Reproduce all entries word for word.

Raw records
======
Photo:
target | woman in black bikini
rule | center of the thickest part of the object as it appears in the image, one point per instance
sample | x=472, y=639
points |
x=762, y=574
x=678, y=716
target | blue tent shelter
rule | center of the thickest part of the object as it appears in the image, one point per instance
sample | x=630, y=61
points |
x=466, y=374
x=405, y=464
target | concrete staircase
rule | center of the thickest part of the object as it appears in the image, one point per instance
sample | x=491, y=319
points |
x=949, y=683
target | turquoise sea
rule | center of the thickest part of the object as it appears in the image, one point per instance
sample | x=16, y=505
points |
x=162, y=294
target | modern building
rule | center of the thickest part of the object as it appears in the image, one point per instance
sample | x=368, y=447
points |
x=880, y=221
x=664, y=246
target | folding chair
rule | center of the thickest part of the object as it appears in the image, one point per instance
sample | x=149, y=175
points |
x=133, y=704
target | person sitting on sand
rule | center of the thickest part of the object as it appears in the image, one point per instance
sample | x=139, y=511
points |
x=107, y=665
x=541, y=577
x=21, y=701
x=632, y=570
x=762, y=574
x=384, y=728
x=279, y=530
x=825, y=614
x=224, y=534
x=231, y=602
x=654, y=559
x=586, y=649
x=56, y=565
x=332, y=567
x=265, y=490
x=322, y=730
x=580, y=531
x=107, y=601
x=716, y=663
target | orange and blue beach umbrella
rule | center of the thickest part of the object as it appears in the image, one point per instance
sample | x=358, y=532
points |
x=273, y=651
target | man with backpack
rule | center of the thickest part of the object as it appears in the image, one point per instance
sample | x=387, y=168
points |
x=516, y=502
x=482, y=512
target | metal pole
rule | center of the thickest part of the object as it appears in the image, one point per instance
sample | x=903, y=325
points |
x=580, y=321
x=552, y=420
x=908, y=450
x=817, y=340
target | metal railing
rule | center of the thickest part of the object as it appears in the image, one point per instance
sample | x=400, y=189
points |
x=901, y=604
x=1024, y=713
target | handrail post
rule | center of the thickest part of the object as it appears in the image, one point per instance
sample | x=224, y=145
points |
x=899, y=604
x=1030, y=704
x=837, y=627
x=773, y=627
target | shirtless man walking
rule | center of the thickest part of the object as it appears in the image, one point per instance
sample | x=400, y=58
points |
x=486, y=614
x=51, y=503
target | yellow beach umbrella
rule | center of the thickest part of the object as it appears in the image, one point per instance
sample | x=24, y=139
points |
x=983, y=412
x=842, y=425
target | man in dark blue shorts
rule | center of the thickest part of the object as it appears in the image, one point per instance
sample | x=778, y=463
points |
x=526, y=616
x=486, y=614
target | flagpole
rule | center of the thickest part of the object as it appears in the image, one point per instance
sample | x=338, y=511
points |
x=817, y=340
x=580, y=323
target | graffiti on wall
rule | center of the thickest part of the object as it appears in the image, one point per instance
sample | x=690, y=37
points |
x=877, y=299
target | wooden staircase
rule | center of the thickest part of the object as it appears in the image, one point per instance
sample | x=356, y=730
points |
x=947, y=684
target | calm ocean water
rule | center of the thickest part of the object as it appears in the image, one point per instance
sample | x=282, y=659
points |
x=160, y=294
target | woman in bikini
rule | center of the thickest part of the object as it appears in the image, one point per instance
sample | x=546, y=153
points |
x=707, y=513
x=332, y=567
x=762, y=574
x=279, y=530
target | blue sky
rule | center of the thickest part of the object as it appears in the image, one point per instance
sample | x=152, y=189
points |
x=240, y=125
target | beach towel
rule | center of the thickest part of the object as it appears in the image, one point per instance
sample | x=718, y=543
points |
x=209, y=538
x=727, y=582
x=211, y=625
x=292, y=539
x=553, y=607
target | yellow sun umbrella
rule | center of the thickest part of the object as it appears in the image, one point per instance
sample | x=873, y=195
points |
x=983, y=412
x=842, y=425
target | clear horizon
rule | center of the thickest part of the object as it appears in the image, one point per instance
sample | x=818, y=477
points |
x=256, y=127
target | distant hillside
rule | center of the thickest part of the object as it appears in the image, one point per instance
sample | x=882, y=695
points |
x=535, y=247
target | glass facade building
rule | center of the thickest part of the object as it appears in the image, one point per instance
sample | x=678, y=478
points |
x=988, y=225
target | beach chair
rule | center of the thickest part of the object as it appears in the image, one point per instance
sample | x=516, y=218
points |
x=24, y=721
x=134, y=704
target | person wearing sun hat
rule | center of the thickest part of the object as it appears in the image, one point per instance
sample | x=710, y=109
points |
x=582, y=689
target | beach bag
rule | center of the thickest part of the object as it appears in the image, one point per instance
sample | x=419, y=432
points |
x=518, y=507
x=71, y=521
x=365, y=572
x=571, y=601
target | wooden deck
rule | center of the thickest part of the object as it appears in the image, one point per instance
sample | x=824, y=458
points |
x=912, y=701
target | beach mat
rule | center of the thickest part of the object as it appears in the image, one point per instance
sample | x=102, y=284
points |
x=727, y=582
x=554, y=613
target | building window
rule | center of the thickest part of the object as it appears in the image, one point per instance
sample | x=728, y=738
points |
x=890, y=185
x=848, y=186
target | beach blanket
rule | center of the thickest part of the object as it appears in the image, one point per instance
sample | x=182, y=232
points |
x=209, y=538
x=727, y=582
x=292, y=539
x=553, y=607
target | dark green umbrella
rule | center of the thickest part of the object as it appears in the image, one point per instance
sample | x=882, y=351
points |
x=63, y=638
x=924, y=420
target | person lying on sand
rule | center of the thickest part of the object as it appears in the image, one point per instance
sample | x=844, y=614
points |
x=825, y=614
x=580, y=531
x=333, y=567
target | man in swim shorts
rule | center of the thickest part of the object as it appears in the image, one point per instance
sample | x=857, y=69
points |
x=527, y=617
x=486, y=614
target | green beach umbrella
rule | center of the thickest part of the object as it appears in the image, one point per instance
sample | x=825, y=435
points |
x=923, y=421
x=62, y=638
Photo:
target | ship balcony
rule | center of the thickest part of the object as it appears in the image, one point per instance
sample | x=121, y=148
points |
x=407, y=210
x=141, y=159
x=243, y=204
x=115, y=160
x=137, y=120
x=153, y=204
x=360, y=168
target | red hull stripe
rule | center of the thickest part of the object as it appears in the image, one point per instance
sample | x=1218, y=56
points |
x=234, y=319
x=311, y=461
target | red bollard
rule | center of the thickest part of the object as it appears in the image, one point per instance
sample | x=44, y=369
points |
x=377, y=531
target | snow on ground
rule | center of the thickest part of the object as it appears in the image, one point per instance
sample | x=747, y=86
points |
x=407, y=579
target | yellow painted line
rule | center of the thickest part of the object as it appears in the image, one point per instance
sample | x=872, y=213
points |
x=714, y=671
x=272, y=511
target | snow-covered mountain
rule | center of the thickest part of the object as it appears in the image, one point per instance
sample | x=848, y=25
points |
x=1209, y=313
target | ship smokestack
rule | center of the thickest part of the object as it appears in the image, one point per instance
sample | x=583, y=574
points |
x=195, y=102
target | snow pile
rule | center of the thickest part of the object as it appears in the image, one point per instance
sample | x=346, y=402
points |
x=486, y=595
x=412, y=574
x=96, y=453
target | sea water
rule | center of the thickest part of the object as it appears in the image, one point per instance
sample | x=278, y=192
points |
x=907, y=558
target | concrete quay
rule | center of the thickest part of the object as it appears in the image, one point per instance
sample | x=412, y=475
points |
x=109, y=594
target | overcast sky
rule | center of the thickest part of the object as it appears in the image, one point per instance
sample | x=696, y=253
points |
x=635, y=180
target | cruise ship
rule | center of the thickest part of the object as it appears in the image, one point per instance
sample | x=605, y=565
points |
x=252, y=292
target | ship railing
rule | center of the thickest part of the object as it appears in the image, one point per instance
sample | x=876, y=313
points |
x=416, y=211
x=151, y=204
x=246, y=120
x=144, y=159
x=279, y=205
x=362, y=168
======
Expected output
Photo:
target | woman in black bikini
rule | center of the thickest part of the object as it appears in the image, one point per instance
sample | x=472, y=639
points |
x=762, y=574
x=678, y=716
target | blue tent shelter
rule | center of the thickest part of the object as it appears in the image, one point per instance
sample | x=630, y=61
points |
x=466, y=374
x=405, y=464
target | concrete staircase
rule | center of the thickest part of the object as it appears in the image, one point per instance
sample | x=491, y=319
points |
x=949, y=683
target | turquoise sea
rule | center of the thickest part of the object as it appears in the image, one point per instance
sample | x=16, y=505
points |
x=162, y=294
target | modern building
rule | center of the thickest part of the object as it appears in the image, one point per instance
sample | x=368, y=447
points |
x=880, y=221
x=664, y=246
target | folding chair
rule | center of the thickest part of the object as it appears in the image, one point per instance
sample | x=149, y=175
points |
x=133, y=704
target | person sitting on sand
rule | center of the thickest part of the object as it appears in the image, one point per instance
sample | x=139, y=511
points |
x=107, y=665
x=541, y=577
x=21, y=701
x=632, y=570
x=762, y=574
x=384, y=728
x=279, y=530
x=825, y=614
x=224, y=534
x=231, y=602
x=654, y=559
x=586, y=649
x=56, y=565
x=332, y=567
x=265, y=490
x=322, y=730
x=580, y=531
x=107, y=601
x=716, y=663
target | orange and blue beach umbrella
rule | center of the thickest part of the object as it appears in the image, one point per instance
sample | x=358, y=532
points |
x=273, y=651
target | man with backpack
rule | center of the thickest part of the object as it appears in the image, one point per instance
sample | x=387, y=168
points |
x=516, y=502
x=482, y=512
target | metal pole
rule | center of the thickest part of the object as it appears in the image, one point per instance
sample | x=903, y=325
points |
x=580, y=321
x=552, y=420
x=908, y=450
x=817, y=340
target | metal railing
rule | center of the thickest part of the object as it appears in the image, one point per instance
sample | x=400, y=189
points |
x=901, y=604
x=1024, y=713
target | handrail post
rule | center of the thickest part of the object as it appears in the image, one point per instance
sample | x=224, y=145
points |
x=899, y=604
x=1030, y=704
x=837, y=627
x=773, y=627
target | shirtless man walking
rule | center of the thickest part of the object as it appears in the image, one point per instance
sample | x=400, y=58
points |
x=486, y=614
x=51, y=503
target | yellow beach umbrella
rule | center of the thickest part of the object as it appears in the image, one point per instance
sample | x=24, y=139
points |
x=983, y=412
x=842, y=425
target | man in dark blue shorts
rule | center of the thickest part of the object as it appears in the image, one point per instance
sample | x=778, y=463
points |
x=526, y=616
x=486, y=614
target | flagpole
rule | center of the thickest part of the object as it appears in the image, one point per instance
sample | x=338, y=511
points |
x=817, y=340
x=580, y=323
target | graffiti on wall
rule | center of the thickest part of the object as it appears in the image, one point per instance
sample | x=690, y=37
points |
x=877, y=299
target | wooden staircase
rule | center of the thickest part of the object as it appears in the image, one point per instance
sample | x=356, y=730
points |
x=947, y=684
target | calm ocean water
rule | center of the thickest part of the object as it appears in the image, one point per instance
sample | x=282, y=659
points |
x=160, y=294
target | woman in bikini
rule | center of the thickest part of the object as it appears in the image, one point per instance
sample | x=546, y=153
points |
x=707, y=513
x=332, y=567
x=762, y=574
x=279, y=530
target | blue sky
rule | center of the thickest part of the object as it appears in the image, one point per instance
sample | x=152, y=189
points |
x=240, y=125
target | beach towel
rule | center of the thickest part of the object as it appears in the image, one point per instance
sample | x=718, y=543
points |
x=209, y=538
x=727, y=582
x=211, y=625
x=292, y=539
x=553, y=607
target | yellow sun umbrella
rule | center of the thickest part of the object as it appears in the image, one point per instance
sample | x=873, y=195
points |
x=983, y=412
x=842, y=425
target | clear horizon
rule | center of the thickest part of the object as it appears in the image, one point per instance
sample | x=818, y=477
points |
x=256, y=127
target | distant hillside
rule | center of the thickest part of the object as it appears in the image, one point per instance
sample | x=882, y=695
points |
x=535, y=247
target | glass facade building
rule | center of the thickest part of the object as it appears in the image, one point per instance
sample | x=678, y=478
points |
x=988, y=225
target | beach chair
rule | center of the thickest part of the object as it appears in the image, one point per instance
sample | x=516, y=218
points |
x=24, y=721
x=134, y=704
target | person wearing sun hat
rule | center of the thickest part of the object as it appears in the image, one point per instance
sample | x=710, y=109
points |
x=582, y=689
target | beach bag
rule | center of the thickest part of the object as it appears in the image, one point per instance
sample | x=419, y=432
points |
x=518, y=507
x=71, y=521
x=365, y=572
x=571, y=601
target | wooden deck
rule | center of the thickest part of the object as it appears in the image, one point per instance
sample | x=824, y=458
points |
x=912, y=701
target | beach mat
rule | center of the thickest part of the object as it appears in the image, one point per instance
sample | x=102, y=284
points |
x=727, y=582
x=554, y=613
target | building window
rule | center of the thickest part of the object as it appears in the image, one point per instance
sample | x=728, y=738
points |
x=890, y=185
x=848, y=186
target | beach blanket
rule | center of the thickest part of the object as it appears in the image, one point per instance
sample | x=182, y=232
points |
x=209, y=538
x=727, y=582
x=292, y=539
x=553, y=607
target | dark green umbrella
rule | center of the thickest part of the object as it appears in the image, one point per instance
sample | x=882, y=351
points |
x=63, y=638
x=924, y=420
target | person lying on sand
rule | center of the thickest part of the object as it appears in the image, one point per instance
sample | x=844, y=614
points |
x=825, y=614
x=580, y=531
x=333, y=567
target | man in swim shorts
rule | center of the thickest part of the object as it appears in the image, one point per instance
sample | x=857, y=69
points |
x=527, y=617
x=486, y=614
target | green beach umbrella
rule | center of the thickest part of the object as it appears in the image, one point per instance
sample | x=825, y=435
points |
x=923, y=421
x=62, y=638
Photo:
target | ship balcony
rule | center of the thickest part of the object as it appears in the image, one point per instance
sample | x=121, y=148
points |
x=407, y=210
x=141, y=159
x=243, y=204
x=115, y=160
x=137, y=120
x=153, y=204
x=360, y=168
target | red hull stripe
rule | center of the thickest part of the object as it appears in the image, one point per instance
sample | x=1218, y=56
points |
x=234, y=319
x=311, y=461
target | red bollard
rule | center of the thickest part of the object as it appears in the image, one point per instance
sample | x=44, y=369
points |
x=377, y=531
target | snow on ground
rule | center of the thickest part of the object as it appears in the image, one point per instance
sample | x=747, y=86
points |
x=407, y=579
target | yellow painted line
rule | center of the thickest part of the object as it appears in the image, one point per instance
sample | x=872, y=213
points |
x=714, y=671
x=272, y=511
target | snow-covered mountain
rule | center of the thickest part of the object as it appears in the image, one point per instance
sample | x=848, y=25
points |
x=1209, y=313
target | ship smokestack
rule | center of the thickest part of the object as it appears in the image, one point per instance
sample | x=583, y=574
points |
x=195, y=102
target | snow pile
rule | center of the thickest part of the object as it appears in the image, one point per instance
sample | x=346, y=402
points |
x=486, y=595
x=412, y=574
x=96, y=453
target | sea water
rule | center of the thickest part of the object as it appears in the image, one point per instance
sample | x=278, y=192
points |
x=907, y=558
target | concrete quay
rule | center of the thickest part of the object as it appears in the image, one point per instance
sample | x=412, y=475
points |
x=109, y=594
target | overcast sky
rule | center of the thickest part of the object as it appears in the image, one point per instance
sample | x=696, y=253
points |
x=635, y=180
target | cruise ship
rule | center of the thickest part of the object as it appears in the image, one point per instance
sample | x=605, y=565
points |
x=252, y=292
target | ship railing
rule | center of the thickest part of the object as it appears in the image, one point per instance
sample | x=876, y=313
points |
x=416, y=211
x=151, y=204
x=246, y=120
x=144, y=159
x=279, y=205
x=362, y=168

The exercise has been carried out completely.